▶ [PASSAGE PROVIDED]:
++++++++

We have countless stories of students gaining employment but to highlight just one, we reached out to Kashif Taj from Peshawar who attended some of our sessions and is now a full-time freelancer and earns 300% more than before. We have added Kashif’s story as part of a testimonial in this submission.

- Share with us more details about how the end-to-end solution will work for your program.

Our end-to-end solution has been explained briefly in the user journey above. For most of the programs, training itself is the end goal but for us the success of users is the main objective that we want to achieve and we look at success in terms of economic empowerment. Any individual who goes through our program is able to score a job, online or offline, locally or internationally, or takes the plunge to launch a business is our success story.

Since we know that different individuals may have different end goals based on their capabilities and circumstances so we have tried to define an end-to-end solution that caters to all the three categories of students who will go through our program.

Photo of Isaac Odero
Team

This is certainly an amazing opportunity for the youth in East Africa. we are seeing a brighter future for Kenyan youths through this project. my prayer is that this project will touch as many youths as possible and bring the intended desire to transform the unemployment situations we are currently facing.

++++++++

▶ [INPUT ROWS]:
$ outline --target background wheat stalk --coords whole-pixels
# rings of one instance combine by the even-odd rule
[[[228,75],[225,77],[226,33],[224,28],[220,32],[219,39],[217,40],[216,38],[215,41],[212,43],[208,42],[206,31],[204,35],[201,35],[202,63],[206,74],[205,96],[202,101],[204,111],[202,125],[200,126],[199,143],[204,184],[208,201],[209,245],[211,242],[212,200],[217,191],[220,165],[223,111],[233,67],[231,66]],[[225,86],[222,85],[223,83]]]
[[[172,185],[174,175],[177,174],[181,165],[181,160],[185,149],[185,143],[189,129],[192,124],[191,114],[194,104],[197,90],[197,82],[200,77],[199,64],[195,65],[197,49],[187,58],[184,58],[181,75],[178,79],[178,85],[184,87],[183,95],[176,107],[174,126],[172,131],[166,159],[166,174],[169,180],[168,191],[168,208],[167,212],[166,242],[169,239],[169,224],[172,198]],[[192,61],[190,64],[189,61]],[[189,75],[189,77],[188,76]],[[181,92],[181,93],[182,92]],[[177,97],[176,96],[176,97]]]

++++++++

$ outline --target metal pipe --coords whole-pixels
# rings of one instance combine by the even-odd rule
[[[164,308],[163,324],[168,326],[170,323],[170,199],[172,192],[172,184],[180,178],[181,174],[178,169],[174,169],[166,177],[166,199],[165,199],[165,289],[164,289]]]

++++++++

▶ [REQUEST A]: Please tally the lines of the records that contain the string "coords", where case counts, and give only the number.
▶ [REQUEST B]: Take the passage on the youth employment program further, picking up right after its final sentence.

▶ [EXERCISE OUTPUT A]: 2

▶ [EXERCISE OUTPUT B]:
Photo of Caren Wakoli
Team

Thank you Isaac Odero for your feedback! It is true that this project has the potential of transforming the lives of young people, the Kenyan economy and the whole narrative about productive usage of ICT in creating productive and meaningful employment. It is timely.

Photo of Caren Wakoli
Team

Thank you Isaac Odero for your feedback!

Photo of Muhammad Ismail
Team

The E learning will increase the  jobs opportunities, reduce unemployment and Boost the GDP of the country. 
I would love to see the outcome as there are Some hidden gem in both countries.

Photo of Caren Wakoli
Team

Thank you Muhammad Ismail for your feedback and optimism.

Photo of Moses Ntahobari
Team

This is a powerful and poignant idea. I am exceedingly humbled and profoundly encouraged by this initiative. To  Emerging Leaders Foundation and Skills School i salute you for championing this initiative. if it works in Kenya, In Uganda we are also ready to enjoy its benefit.  Do you have plans for scaling up this initiative to other countries in the region because of similar demographics and need?

Photo of Caren Wakoli
Team

Thank you Moses Ntahobari for your feedback. At the moment, we plan to implement this project in Kenya. However, we may explore possibilities of scaling up to the region in future, should such an opportunity arise.

Photo of Giok P CHUA
Team

This is the way to go...not only for youth but for all ages who wants to learn-do-earn as newer software are machine learning intuitive, user interface friendly and engineered for dummies
We will incorporate into our ViP Program

Photo of Ilana Milkes
Team

Let us know if we can be of any help! www.bootcamps.online 

Photo of Saad Hamid
Team

Hey Ilana Milkes tell me more? Although for this particular project we plan to use www.schoolofskills.co which is our own custom platform.

Photo of Sarah Harkin
Team

E Learning is awesome and transformative. how will you ensure accessility in areas with limited connectivity? Similarly, how can you be certain that the resources function in two G or at times like in Dhaka..when we have a submarine cable being repaired...1.5G? not sure if everyone experiences this....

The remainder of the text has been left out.